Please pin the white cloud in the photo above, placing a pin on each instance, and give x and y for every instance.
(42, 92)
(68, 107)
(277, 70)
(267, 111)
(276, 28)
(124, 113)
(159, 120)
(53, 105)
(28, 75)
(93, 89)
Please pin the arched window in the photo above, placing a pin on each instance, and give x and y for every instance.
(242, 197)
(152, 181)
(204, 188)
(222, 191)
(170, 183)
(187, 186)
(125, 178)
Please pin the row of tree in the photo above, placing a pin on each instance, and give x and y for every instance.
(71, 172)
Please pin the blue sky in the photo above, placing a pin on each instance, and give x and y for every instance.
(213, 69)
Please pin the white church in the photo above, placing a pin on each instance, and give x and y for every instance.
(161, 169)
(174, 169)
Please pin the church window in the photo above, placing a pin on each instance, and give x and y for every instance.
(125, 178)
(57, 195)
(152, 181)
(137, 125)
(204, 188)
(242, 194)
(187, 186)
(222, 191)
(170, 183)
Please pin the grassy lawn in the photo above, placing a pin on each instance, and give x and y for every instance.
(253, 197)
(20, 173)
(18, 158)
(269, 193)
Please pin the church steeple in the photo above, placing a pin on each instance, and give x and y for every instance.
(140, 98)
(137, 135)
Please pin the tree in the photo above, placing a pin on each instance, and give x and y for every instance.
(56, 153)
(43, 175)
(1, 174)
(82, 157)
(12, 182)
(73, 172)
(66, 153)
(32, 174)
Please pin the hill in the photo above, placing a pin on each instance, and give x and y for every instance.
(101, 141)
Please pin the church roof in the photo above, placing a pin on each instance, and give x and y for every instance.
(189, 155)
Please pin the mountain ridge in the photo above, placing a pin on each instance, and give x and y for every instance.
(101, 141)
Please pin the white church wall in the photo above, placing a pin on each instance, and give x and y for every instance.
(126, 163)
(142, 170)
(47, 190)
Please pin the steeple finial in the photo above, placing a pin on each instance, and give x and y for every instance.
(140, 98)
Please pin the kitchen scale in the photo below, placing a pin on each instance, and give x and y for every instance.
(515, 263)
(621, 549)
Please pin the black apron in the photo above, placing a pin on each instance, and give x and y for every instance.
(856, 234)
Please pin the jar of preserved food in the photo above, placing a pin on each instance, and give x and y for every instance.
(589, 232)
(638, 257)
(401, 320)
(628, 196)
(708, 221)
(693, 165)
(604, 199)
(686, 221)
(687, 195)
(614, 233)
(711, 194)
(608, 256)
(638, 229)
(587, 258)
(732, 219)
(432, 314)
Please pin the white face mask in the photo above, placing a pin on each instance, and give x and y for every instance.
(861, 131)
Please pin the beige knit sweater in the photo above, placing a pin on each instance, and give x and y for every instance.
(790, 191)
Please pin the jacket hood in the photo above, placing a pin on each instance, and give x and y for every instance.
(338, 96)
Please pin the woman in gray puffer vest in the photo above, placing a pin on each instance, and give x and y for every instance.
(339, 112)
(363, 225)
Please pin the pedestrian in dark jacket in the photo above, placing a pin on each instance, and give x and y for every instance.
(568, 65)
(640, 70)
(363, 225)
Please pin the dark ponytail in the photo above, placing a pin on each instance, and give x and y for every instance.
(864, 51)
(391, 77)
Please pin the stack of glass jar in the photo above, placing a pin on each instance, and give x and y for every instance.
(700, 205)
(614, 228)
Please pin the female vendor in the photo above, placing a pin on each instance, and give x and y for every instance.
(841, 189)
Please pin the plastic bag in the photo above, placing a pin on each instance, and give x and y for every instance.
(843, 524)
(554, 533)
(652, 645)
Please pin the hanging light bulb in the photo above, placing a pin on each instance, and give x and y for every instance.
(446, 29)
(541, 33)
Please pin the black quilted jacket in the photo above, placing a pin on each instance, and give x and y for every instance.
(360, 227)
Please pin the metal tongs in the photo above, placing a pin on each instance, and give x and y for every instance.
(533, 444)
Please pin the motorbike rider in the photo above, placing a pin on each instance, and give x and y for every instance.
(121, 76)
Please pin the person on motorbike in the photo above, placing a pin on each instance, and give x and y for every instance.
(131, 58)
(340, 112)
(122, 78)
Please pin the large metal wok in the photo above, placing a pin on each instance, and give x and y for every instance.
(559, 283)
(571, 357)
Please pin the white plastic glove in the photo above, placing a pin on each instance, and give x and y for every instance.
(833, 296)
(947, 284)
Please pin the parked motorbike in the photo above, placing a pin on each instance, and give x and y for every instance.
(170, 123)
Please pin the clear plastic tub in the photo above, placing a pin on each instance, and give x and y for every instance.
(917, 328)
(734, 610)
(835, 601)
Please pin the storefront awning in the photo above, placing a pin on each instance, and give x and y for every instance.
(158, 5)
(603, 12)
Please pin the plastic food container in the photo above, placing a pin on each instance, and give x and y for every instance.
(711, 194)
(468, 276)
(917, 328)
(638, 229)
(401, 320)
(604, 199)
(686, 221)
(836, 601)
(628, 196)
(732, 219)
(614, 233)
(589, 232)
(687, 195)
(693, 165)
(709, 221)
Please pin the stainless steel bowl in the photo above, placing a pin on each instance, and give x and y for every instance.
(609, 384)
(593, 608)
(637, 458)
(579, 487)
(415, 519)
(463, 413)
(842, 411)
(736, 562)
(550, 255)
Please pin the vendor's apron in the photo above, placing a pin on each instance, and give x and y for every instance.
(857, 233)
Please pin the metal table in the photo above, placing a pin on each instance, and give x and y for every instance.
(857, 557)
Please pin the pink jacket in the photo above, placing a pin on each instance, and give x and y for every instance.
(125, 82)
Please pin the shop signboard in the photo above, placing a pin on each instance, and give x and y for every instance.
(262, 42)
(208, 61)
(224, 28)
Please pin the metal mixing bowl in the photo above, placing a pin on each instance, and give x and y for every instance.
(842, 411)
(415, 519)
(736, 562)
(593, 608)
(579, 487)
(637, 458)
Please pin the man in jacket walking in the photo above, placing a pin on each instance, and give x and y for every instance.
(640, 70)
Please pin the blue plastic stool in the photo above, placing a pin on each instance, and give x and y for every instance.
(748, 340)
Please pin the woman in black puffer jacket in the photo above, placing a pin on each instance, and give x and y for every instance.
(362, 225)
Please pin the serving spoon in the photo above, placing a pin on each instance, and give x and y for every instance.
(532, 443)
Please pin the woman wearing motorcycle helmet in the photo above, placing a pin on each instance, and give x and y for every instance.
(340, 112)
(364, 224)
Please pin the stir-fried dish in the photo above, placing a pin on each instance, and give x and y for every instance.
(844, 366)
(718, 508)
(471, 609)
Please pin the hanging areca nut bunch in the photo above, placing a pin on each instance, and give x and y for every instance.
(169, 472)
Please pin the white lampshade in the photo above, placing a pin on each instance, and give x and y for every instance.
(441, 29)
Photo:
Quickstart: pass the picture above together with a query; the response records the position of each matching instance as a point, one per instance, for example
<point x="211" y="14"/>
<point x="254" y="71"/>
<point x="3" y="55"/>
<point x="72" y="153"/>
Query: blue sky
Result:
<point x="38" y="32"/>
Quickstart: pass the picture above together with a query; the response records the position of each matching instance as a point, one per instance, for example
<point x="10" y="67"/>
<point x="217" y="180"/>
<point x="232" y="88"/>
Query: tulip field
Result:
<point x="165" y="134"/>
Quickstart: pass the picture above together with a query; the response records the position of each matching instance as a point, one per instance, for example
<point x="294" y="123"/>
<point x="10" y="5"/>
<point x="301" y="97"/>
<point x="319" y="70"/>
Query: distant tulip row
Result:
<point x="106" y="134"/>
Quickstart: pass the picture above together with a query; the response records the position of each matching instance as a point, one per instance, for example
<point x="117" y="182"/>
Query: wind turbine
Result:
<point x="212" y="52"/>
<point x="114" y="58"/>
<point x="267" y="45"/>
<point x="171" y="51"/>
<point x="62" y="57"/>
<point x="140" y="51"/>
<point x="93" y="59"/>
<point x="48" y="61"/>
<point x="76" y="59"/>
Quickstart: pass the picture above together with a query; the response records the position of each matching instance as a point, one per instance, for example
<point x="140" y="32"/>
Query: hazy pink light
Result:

####

■ Problem to solve: Reproduce exactly the lines from the one containing "Please pin the white lampshade" through the last line of the records above, including both, and nothing else.

■ Problem solution:
Please pin the white lampshade in the photo above, placing a pin on each instance, and give x and y for every instance.
(441, 29)
Photo:
Quickstart: pass the picture above together with a query; the response records the position of each matching instance as a point, one per instance, for example
<point x="211" y="14"/>
<point x="254" y="71"/>
<point x="3" y="55"/>
<point x="72" y="153"/>
Query: blue sky
Result:
<point x="38" y="32"/>
Quickstart: pass the picture above together with a query; the response records the position of each matching instance as a point, one per instance, for example
<point x="10" y="67"/>
<point x="217" y="180"/>
<point x="232" y="88"/>
Query: tulip field
Result:
<point x="165" y="134"/>
Quickstart: pass the picture above together with a query; the response records the position of each matching instance as a point, one per instance, for example
<point x="294" y="123"/>
<point x="10" y="5"/>
<point x="301" y="97"/>
<point x="319" y="70"/>
Query: distant tulip row
Result:
<point x="106" y="134"/>
Quickstart: pass the picture above together with a query; the response records the position of each matching instance as a point, one per instance, for example
<point x="117" y="182"/>
Query: wind turbine
Result:
<point x="212" y="52"/>
<point x="114" y="58"/>
<point x="267" y="45"/>
<point x="171" y="51"/>
<point x="62" y="57"/>
<point x="140" y="51"/>
<point x="93" y="59"/>
<point x="48" y="61"/>
<point x="76" y="59"/>
Quickstart: pass the picture above together with a query; the response records the position of each matching instance as a point, one per instance, for example
<point x="140" y="32"/>
Query: hazy pink light
Result:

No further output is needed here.